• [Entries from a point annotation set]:
■ ■ ■ ■

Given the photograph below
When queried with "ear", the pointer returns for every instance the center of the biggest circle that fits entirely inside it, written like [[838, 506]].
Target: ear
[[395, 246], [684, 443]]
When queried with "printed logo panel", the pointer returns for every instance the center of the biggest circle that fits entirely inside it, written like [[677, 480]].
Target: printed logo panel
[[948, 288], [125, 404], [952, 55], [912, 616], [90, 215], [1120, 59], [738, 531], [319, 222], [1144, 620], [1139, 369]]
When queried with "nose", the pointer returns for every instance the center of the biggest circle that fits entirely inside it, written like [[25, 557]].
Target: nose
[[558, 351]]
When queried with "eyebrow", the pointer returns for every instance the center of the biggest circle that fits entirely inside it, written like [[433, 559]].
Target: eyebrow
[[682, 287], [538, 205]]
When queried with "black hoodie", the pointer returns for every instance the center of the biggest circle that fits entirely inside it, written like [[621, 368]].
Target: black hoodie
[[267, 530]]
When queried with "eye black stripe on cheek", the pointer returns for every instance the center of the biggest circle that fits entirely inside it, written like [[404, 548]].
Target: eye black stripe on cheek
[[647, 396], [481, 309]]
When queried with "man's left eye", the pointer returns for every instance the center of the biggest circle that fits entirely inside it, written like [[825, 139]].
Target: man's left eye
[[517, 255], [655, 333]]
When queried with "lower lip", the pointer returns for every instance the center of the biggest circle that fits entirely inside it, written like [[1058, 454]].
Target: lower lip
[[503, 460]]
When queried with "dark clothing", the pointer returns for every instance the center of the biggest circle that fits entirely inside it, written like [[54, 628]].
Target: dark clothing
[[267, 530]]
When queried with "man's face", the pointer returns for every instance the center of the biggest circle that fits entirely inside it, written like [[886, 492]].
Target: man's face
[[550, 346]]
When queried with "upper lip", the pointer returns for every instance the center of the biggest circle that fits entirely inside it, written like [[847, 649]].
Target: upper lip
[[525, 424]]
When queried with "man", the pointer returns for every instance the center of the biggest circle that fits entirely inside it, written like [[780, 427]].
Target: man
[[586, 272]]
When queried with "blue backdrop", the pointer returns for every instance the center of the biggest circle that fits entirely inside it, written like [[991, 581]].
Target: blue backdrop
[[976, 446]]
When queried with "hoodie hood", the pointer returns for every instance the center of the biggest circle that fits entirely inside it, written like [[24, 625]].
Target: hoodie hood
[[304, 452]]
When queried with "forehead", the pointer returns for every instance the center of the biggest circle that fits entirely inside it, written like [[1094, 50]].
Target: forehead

■ ■ ■ ■

• [Prompt]:
Reproduce all of the records above word for word, line by line, with no changes.

• [Output]:
Given the photograph below
When queried with "ear", the pointer returns for every instance the center of the biggest circle that fits entirely inside it, written like [[838, 506]].
Target: ear
[[395, 246], [684, 443]]
When queried with "printed logo panel", the pointer returns for every instance the center of the biggest circle that fits entirely inside it, written like [[677, 480]].
Target: printed logo panel
[[948, 288], [125, 404], [952, 55], [912, 616], [90, 215], [1120, 59], [738, 531], [319, 222], [1144, 620], [1139, 369]]
When queried with "nose", the pointer returns for every instance the center of the biggest circle that fits entirely inside it, written like [[25, 557]].
Target: nose
[[558, 351]]
When queried with "eyebrow", the pointer returns for every instance the center of the biggest circle that fits entirely inside it, written like [[433, 559]].
Target: eyebrow
[[682, 287], [538, 205]]
When queried with "black hoodie", the pointer returns for every instance the center of the biggest circle that fits entirely inside it, written like [[621, 368]].
Target: black hoodie
[[267, 530]]
When queried with "eye black stripe on cheek", the pointer returns for every instance the center of the biggest circle that fits entirely inside it, written like [[404, 548]].
Target: eye black stripe on cheek
[[647, 396], [481, 309]]
When queried with "man's left eye", the pointer returns for every instance the center of the biggest circle that fits entirely inside it, written like [[825, 139]].
Target: man's left eye
[[517, 255], [655, 333]]
When queried with "lower lip", the pointer returns for every instance the center of the biggest circle that fits entirely inside it, written like [[1058, 454]].
Target: lower lip
[[503, 460]]
When queried with "dark clothing", the pointer returns for every instance the center of the biggest circle that fits entirely inside it, written like [[54, 628]].
Target: dark clothing
[[267, 530]]
When queried with "man's face", the pointer returns for every instance the center of the biggest circle that fits entirely inside it, written like [[886, 492]].
Target: man's face
[[550, 346]]
When queried with "upper lip", the pointer returns for every instance the center of the biggest circle that fits entirely inside it, written like [[847, 649]].
Target: upper lip
[[525, 424]]
When queried with "man", the pointer returns for every instance the center of the biggest circle that fits entirely inside it, written like [[780, 427]].
Target: man
[[586, 272]]
When queried with "blue backdrop", the pointer returns for every instance the center of the biggest circle that fits entirely inside it, written like [[991, 581]].
Target: blue backdrop
[[976, 446]]
When queried with "hoodie hood", the pointer returns for every instance the center of the biggest circle that fits entirely inside it, written like [[24, 625]].
Target: hoodie hood
[[304, 452]]
When queried with "forehead", the pointer returns for every instance the center of the biggest circle that fits entirely inside it, written like [[1094, 50]].
Target: forehead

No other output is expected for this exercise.